*Task prompt*. Starting with the first line, output the data exactly through to the end.

Extracted records
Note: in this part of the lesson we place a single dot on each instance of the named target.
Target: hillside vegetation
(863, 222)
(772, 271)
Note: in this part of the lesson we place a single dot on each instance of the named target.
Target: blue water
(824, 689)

*Response to this exercise*.
Note: in this part of the lesson we place a single dot on each instance of the named target.
Target: hillside vegetation
(863, 222)
(772, 271)
Note: in this part of the lesson we place a single dot on each instance of the named target.
Target: blue water
(824, 689)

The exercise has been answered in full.